NO. 07-01-0240-CR
IN THE COURT OF APPEALS
FOR THE SEVENTH DISTRICT OF TEXAS
AT AMARILLO
PANEL D
MAY 14, 2002
______________________________
ANDRE DUPREE RACHEL,
Appellant
v.
THE STATE OF TEXAS,
Appellee
_________________________________
FROM THE 46TH DISTRICT COURT OF WILBARGER COUNTY;
NO. 9956; HON. TOM NEELY, PRESIDING
_______________________________
Before BOYD, C.J., QUINN and REAVIS, JJ.
Andre Dupree Rachel (appellant) pled guilty to sexual assault and was sentenced
to three years imprisonment. Via two issues, he complains that error occurred during
punishment because 1) the trial court failed to give his requested instruction to the jury
regarding probation and 2) the State improperly presented evidence regarding the victim’s
character during its case-in-chief. We affirm.

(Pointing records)

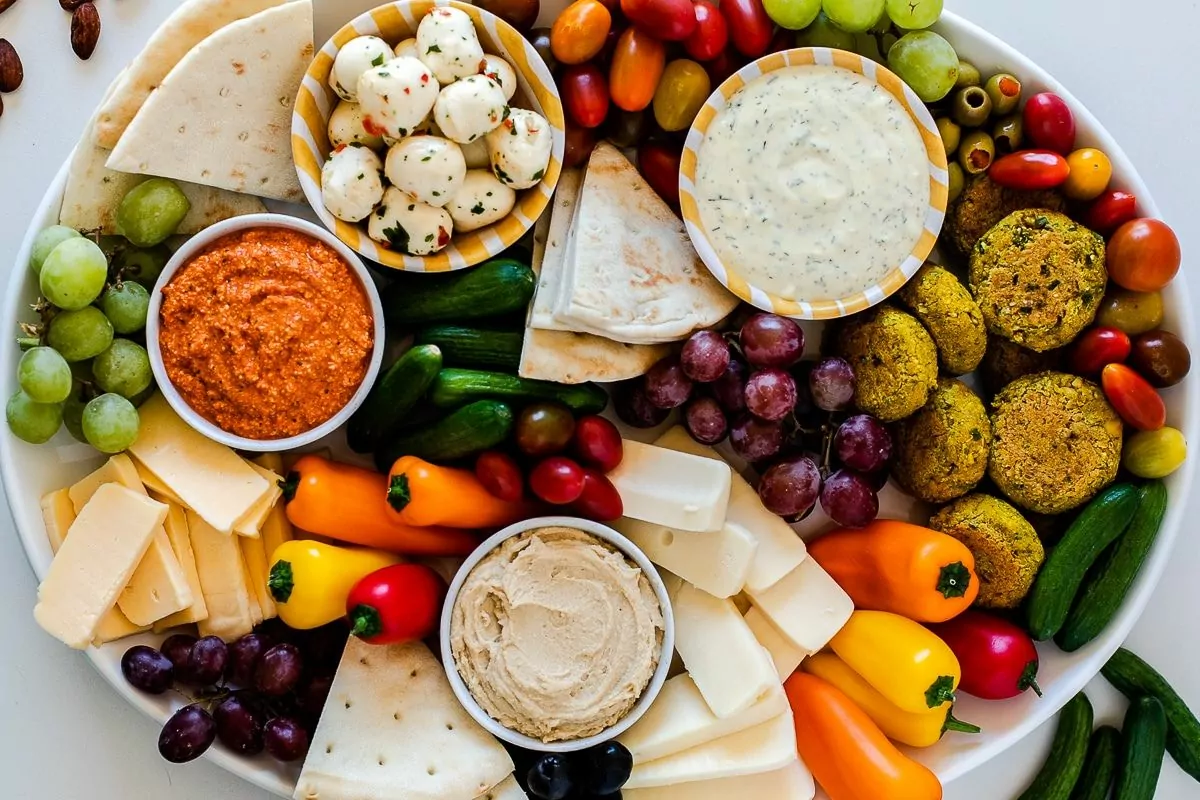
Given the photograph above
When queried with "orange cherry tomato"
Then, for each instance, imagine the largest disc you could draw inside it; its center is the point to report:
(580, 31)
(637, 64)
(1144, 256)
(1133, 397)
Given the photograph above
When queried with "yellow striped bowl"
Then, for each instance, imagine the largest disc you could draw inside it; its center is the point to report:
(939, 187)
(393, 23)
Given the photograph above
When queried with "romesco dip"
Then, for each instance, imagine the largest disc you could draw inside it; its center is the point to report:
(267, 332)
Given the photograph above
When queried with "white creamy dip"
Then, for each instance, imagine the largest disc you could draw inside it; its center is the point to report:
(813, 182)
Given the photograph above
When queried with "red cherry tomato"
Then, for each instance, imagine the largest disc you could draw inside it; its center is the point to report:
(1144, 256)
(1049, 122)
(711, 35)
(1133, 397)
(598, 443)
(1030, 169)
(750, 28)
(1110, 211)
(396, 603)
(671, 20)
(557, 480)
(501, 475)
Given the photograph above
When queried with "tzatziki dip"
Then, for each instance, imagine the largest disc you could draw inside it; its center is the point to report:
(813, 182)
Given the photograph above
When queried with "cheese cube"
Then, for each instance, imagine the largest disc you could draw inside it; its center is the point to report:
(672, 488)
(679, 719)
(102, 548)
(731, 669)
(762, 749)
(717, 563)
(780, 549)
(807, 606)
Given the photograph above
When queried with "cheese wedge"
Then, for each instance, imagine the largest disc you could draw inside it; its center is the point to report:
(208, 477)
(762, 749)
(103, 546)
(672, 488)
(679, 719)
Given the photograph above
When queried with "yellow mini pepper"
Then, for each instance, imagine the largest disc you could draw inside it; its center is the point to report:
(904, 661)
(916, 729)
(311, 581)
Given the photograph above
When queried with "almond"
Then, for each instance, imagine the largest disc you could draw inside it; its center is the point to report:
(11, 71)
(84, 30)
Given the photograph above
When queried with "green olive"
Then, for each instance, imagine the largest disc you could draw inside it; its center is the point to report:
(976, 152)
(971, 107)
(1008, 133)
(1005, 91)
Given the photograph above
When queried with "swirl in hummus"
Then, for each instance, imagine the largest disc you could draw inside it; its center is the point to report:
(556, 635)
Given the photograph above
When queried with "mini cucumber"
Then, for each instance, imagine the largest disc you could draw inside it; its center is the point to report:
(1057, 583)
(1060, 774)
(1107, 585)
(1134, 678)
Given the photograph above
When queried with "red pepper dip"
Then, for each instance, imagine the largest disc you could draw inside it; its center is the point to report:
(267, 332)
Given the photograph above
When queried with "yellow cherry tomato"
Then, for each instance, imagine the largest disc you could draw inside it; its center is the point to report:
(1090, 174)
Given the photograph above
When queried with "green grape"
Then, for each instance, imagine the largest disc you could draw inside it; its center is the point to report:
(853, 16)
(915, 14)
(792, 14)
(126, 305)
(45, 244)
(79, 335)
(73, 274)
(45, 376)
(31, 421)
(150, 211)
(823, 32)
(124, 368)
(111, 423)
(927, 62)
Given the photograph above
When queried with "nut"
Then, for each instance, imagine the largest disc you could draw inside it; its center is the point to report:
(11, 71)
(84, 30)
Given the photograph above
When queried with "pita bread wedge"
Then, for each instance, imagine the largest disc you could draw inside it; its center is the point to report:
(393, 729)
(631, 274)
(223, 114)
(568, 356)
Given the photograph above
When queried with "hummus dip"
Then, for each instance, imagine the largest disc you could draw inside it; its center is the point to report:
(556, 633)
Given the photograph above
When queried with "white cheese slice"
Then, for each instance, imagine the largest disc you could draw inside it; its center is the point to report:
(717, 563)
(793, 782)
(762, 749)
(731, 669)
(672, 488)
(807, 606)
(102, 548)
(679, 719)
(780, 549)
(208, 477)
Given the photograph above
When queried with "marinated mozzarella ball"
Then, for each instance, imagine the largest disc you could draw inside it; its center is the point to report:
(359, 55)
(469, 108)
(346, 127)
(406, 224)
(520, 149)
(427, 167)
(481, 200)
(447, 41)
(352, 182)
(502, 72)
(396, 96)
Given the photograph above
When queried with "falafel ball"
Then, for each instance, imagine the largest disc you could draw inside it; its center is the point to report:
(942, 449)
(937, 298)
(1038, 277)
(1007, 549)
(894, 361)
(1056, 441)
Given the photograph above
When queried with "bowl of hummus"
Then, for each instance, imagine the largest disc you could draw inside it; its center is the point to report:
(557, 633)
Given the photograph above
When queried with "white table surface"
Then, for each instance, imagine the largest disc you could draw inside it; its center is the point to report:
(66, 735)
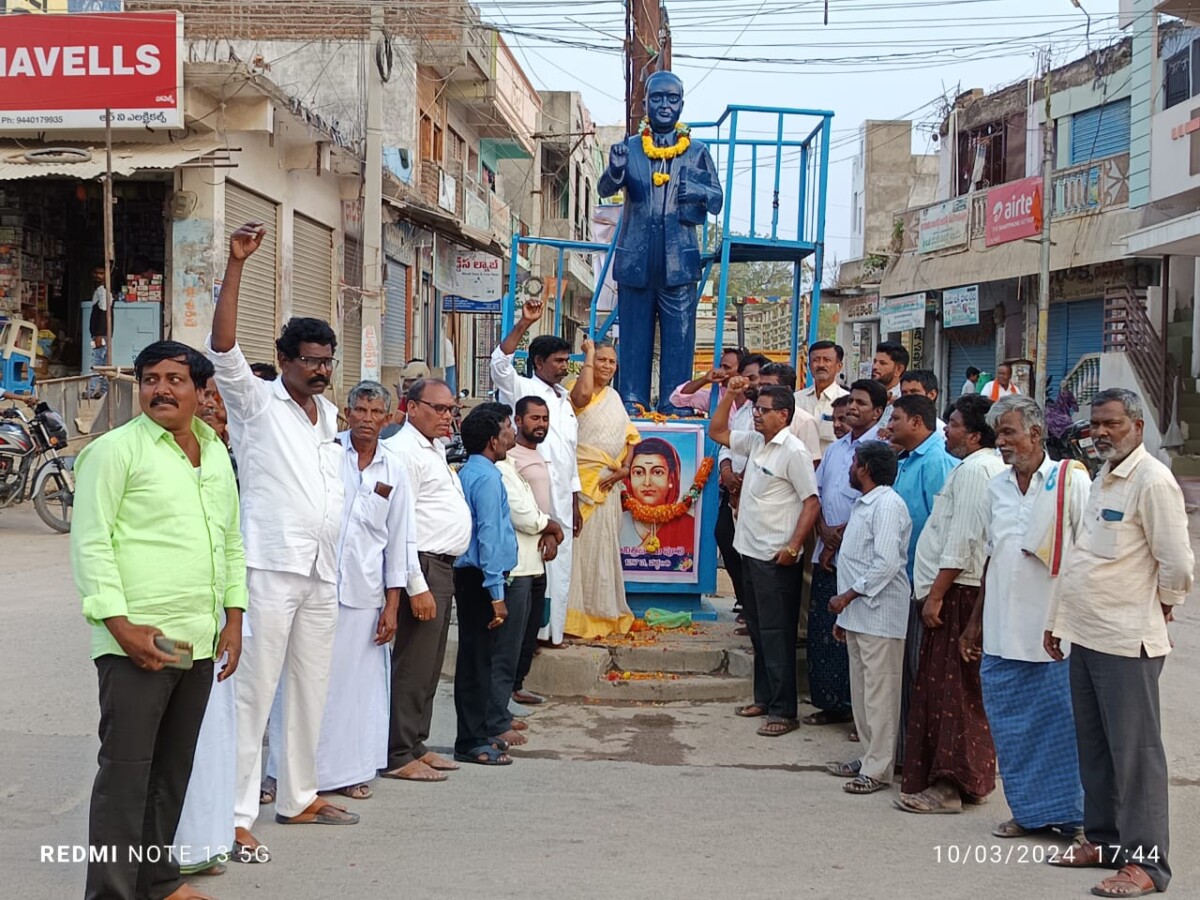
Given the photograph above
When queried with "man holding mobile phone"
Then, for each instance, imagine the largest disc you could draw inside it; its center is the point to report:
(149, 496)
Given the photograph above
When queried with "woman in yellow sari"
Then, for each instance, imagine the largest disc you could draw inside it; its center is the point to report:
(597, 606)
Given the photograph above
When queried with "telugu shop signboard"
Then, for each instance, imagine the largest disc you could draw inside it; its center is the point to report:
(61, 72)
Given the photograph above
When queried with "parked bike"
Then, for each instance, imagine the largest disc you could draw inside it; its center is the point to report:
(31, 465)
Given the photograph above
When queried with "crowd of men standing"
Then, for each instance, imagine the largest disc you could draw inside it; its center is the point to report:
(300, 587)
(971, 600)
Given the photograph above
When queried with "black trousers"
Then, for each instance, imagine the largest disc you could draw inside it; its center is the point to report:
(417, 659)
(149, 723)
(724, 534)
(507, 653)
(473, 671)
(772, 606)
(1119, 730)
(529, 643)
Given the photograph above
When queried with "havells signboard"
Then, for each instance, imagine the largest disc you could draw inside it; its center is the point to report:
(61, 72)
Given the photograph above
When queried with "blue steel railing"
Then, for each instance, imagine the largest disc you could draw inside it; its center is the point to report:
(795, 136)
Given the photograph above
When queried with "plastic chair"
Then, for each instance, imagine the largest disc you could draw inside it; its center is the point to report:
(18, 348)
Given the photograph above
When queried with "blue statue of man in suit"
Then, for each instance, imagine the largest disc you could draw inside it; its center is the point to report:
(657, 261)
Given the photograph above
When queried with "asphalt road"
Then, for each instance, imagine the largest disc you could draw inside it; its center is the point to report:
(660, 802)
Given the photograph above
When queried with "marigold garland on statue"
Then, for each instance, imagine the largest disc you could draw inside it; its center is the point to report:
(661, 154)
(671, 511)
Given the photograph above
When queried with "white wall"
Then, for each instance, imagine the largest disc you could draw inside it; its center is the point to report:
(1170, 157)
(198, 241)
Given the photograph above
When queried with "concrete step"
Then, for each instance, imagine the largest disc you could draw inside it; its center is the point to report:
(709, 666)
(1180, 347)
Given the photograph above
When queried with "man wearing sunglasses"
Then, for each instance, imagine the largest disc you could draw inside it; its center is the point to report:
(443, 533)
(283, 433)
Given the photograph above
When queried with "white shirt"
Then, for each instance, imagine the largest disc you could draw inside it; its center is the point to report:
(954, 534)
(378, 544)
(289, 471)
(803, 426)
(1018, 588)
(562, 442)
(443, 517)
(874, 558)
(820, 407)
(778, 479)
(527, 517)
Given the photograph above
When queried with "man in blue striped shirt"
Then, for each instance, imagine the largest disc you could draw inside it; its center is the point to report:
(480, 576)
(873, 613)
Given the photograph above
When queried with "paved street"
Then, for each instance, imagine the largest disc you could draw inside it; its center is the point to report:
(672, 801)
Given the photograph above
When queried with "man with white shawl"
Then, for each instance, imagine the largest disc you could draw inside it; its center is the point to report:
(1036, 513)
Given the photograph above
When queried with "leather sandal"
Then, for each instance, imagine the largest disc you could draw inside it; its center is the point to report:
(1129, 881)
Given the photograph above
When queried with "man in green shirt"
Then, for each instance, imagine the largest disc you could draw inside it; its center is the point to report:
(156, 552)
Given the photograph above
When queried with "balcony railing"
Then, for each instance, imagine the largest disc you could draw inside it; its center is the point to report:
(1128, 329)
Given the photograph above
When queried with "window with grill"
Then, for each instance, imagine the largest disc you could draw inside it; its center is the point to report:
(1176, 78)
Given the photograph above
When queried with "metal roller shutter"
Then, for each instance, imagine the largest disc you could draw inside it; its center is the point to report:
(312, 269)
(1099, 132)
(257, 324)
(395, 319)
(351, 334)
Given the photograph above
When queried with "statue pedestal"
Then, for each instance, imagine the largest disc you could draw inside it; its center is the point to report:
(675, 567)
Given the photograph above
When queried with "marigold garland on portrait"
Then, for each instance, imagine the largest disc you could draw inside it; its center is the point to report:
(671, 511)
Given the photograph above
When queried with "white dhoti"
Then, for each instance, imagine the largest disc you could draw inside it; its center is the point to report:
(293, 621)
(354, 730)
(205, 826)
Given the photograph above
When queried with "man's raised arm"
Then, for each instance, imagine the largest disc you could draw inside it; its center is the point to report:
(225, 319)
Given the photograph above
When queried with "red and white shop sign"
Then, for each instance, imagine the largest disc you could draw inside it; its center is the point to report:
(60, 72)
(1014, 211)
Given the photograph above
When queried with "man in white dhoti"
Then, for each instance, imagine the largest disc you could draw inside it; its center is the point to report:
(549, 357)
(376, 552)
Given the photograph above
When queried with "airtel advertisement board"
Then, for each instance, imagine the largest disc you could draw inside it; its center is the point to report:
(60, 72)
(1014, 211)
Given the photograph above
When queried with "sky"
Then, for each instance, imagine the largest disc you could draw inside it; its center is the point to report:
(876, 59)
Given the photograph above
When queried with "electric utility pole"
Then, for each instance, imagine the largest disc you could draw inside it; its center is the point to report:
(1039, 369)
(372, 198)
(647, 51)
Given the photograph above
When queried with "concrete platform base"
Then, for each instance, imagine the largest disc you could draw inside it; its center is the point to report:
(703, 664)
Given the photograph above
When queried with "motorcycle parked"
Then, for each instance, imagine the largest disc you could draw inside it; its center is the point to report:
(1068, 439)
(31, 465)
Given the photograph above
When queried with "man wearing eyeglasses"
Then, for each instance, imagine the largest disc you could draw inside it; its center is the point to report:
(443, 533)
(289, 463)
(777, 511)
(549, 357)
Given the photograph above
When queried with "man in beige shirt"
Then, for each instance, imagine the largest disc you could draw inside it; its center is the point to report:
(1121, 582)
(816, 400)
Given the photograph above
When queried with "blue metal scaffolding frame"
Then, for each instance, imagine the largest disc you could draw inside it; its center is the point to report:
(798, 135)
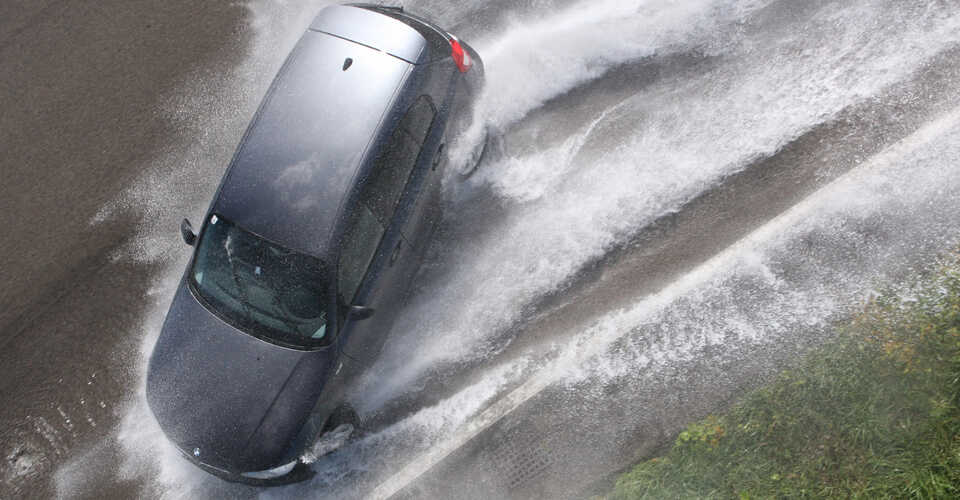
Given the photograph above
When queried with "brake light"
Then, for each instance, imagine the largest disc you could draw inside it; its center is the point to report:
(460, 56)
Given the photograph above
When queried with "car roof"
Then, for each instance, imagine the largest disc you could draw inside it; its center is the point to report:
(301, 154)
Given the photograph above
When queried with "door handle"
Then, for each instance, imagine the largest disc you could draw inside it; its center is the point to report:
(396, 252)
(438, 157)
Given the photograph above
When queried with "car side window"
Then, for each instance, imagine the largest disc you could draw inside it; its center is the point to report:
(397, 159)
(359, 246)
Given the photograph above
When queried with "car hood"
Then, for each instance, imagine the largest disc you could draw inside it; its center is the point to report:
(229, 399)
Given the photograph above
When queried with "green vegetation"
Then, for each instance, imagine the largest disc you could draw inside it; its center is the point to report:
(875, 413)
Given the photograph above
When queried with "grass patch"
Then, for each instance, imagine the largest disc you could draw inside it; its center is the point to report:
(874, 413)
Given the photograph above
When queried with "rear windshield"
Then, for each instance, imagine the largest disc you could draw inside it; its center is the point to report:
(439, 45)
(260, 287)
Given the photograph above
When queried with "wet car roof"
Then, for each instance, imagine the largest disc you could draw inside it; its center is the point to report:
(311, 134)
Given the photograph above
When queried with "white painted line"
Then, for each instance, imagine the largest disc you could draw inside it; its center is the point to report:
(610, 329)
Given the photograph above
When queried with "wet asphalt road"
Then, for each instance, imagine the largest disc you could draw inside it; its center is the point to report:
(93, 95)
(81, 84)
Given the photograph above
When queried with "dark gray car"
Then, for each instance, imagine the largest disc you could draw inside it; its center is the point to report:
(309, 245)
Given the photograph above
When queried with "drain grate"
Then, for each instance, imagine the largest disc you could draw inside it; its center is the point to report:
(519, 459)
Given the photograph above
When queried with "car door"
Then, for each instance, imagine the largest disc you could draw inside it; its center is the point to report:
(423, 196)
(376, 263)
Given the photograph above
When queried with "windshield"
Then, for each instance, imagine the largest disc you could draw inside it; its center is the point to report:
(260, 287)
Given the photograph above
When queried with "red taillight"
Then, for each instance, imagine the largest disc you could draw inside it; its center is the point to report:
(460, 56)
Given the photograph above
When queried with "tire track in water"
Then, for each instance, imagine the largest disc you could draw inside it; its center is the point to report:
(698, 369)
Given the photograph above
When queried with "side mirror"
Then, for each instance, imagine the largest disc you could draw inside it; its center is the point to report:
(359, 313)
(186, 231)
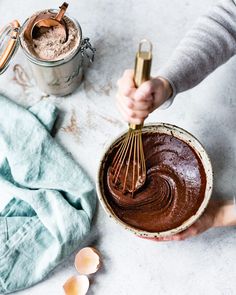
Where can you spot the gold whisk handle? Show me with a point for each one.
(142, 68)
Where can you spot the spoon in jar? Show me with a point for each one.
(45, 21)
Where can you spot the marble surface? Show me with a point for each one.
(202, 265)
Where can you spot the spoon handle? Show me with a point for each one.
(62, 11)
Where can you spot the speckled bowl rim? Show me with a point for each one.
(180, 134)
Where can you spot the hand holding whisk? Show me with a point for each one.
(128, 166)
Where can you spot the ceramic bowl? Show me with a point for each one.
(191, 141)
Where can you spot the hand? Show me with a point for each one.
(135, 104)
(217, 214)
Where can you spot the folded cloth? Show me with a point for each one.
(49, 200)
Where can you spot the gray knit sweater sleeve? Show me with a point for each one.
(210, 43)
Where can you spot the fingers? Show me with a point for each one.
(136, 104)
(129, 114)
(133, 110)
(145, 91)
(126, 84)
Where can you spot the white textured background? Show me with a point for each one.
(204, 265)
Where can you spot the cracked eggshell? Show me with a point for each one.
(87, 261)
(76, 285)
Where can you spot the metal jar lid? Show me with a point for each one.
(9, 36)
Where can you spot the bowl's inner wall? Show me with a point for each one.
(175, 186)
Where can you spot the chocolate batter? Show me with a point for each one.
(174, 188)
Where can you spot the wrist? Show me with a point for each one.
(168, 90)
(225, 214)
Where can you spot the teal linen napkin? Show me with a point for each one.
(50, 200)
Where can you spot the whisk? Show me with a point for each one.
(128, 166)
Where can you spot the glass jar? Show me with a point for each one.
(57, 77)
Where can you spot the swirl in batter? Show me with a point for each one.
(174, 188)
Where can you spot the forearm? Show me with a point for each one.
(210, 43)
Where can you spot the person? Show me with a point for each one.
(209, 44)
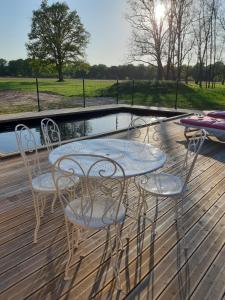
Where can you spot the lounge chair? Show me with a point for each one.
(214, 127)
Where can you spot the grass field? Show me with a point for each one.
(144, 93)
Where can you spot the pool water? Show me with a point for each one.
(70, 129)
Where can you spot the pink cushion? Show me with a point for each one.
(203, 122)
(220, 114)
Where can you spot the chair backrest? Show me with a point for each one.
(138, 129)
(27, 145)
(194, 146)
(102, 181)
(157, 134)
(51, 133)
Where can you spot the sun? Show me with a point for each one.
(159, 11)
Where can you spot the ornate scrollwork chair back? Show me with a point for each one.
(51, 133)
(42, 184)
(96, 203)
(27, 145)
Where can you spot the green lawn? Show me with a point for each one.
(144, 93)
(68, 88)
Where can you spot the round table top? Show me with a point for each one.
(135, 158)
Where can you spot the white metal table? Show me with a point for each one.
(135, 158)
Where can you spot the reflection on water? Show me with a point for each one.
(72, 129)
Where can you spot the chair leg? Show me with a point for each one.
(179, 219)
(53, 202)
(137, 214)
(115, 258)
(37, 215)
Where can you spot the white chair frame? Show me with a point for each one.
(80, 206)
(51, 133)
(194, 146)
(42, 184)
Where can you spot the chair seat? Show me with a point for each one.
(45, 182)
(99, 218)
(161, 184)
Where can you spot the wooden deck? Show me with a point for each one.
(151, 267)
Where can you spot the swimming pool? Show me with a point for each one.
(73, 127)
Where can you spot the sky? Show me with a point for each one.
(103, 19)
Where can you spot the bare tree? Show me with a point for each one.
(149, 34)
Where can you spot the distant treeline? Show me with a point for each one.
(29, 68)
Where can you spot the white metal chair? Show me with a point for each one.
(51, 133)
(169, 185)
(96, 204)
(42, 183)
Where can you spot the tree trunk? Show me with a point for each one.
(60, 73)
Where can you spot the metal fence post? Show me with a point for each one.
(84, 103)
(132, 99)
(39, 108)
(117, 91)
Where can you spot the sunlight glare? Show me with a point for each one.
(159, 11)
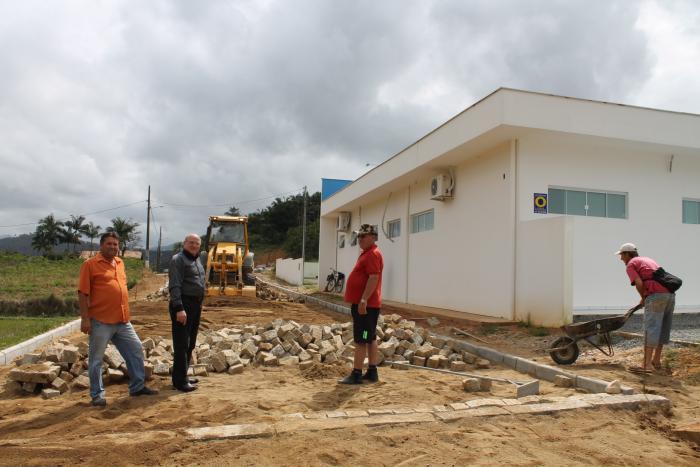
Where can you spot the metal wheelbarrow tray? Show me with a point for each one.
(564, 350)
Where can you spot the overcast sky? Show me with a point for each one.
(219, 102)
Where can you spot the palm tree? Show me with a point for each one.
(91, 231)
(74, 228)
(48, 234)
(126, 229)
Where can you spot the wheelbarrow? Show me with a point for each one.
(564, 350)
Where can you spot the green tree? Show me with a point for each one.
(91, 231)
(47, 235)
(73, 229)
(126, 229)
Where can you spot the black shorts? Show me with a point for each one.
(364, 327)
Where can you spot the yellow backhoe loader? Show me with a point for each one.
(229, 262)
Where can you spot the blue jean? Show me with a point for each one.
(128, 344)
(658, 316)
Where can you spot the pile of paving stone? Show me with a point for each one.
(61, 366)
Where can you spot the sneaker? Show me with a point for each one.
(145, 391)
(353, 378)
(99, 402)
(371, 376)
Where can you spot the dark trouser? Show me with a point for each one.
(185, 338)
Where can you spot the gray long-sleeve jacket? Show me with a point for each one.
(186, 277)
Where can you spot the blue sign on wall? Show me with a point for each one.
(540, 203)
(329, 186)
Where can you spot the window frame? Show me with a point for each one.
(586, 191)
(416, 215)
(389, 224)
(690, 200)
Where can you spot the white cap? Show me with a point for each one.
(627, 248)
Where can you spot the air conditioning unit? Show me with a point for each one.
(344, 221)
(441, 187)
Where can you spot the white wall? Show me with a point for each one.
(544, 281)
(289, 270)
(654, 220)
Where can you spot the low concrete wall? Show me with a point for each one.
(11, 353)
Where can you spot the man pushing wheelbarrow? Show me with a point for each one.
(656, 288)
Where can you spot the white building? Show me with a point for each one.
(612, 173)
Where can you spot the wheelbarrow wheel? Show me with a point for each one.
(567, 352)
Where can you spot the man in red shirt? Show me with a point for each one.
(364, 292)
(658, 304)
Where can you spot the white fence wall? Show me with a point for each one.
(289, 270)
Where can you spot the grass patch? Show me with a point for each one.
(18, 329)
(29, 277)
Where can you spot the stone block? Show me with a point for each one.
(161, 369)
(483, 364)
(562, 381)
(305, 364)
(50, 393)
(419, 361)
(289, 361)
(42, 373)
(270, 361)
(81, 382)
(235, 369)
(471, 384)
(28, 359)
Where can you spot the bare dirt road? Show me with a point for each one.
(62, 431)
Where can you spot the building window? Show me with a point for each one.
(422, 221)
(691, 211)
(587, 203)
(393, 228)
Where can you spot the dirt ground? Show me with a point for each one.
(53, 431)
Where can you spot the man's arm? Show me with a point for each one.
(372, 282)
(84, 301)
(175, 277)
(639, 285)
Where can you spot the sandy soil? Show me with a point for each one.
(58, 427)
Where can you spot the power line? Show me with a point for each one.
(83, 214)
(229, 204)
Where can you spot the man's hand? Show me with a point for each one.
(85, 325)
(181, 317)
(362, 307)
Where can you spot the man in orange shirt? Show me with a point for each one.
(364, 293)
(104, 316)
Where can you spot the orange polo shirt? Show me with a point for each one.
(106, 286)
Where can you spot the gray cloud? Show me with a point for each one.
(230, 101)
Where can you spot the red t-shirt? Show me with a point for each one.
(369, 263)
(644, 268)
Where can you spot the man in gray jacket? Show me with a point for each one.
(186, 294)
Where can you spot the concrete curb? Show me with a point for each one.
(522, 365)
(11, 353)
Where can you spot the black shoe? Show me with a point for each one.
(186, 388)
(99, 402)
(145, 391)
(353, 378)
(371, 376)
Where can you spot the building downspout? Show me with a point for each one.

→ **What to work on**:
Answer these questions using the court opinion at the top:
1. From which trial court was the appeal taken?
2. What sentence did the appellant receive?
3. How did the appeals court rule?

→ **Solution to this exercise**:
1. The 46th District Court of Wilbarger County.
2. Three years imprisonment.
3. It affirmed.